[Text provided — start]

Science & Tech

How has the COVID-19 pandemic affected the transmission of flu?

Public health measures aimed at slowing the spread of COVID-19 have also reduced transmission of flu — but this is not the year to blow off your annual flu shot

  • Published Oct 18, 2021
  • Updated Apr 14, 2022
  • 1,220 words
  • 5 minutes
Man sneezes and expels droplets into air Expand Image

A funny thing happened last year just as the COVID-19 pandemic began sweeping across the world — the flu disappeared. What had been a fairly serious flu season in the northern hemisphere ended abruptly, while the southern hemisphere season, which usually ramps up as the northern one winds down, never really got going.

“We saw flu essentially go away in our surveillance network,” says Dr. Melissa Andrew, a geriatrician and flu researcher at Dalhousie University in Halifax. “And that was true across Canada and around the world.” It’s not a coincidence — right around that time is when we started taking precautions that we know are effective against infectious diseases such as the flu: washing our hands, wearing masks, keeping our distance from other people in public and spending a lot of time alone or with just our immediate families.

[Text provided — finish]
[Provided data — start]

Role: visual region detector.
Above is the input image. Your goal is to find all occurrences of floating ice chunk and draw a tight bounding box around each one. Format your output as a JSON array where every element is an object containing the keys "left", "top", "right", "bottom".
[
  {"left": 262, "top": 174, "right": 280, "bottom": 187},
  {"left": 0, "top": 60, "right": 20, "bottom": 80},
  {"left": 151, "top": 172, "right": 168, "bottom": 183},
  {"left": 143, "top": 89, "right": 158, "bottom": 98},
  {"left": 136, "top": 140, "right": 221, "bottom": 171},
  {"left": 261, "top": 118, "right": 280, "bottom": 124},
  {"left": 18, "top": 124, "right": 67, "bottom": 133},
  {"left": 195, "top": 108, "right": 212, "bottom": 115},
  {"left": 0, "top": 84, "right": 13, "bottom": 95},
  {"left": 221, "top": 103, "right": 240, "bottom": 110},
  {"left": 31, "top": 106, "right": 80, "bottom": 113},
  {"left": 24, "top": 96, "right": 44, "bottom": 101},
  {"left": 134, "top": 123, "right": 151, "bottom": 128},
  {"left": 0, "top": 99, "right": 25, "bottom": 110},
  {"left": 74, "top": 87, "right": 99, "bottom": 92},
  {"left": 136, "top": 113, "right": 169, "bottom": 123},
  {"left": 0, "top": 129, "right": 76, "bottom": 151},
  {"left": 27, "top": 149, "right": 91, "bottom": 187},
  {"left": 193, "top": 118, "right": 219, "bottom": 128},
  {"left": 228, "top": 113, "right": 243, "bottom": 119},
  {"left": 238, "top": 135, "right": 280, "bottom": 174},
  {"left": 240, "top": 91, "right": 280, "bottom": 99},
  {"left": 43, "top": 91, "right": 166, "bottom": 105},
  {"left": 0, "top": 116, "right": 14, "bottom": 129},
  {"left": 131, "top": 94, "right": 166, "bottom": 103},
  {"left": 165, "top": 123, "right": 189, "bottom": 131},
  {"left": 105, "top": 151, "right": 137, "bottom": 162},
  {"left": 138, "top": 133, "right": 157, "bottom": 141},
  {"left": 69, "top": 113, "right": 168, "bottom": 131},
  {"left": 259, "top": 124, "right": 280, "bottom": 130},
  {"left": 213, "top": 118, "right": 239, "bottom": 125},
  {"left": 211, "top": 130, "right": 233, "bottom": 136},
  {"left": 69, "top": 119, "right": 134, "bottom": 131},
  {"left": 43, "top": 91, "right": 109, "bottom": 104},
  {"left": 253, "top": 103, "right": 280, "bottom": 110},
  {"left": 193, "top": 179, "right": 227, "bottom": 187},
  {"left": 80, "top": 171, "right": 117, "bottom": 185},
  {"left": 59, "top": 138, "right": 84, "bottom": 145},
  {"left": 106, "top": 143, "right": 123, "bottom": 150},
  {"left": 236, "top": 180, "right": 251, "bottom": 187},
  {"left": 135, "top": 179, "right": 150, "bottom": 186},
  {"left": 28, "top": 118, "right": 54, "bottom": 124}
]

[Provided data — finish]

■ Exercise goal
Reproduce the passage of the flu article starting at "A funny thing" and ending at "really got going.".

■ Output of the exercise
A funny thing happened last year just as the COVID-19 pandemic began sweeping across the world — the flu disappeared. What had been a fairly serious flu season in the northern hemisphere ended abruptly, while the southern hemisphere season, which usually ramps up as the northern one winds down, never really got going.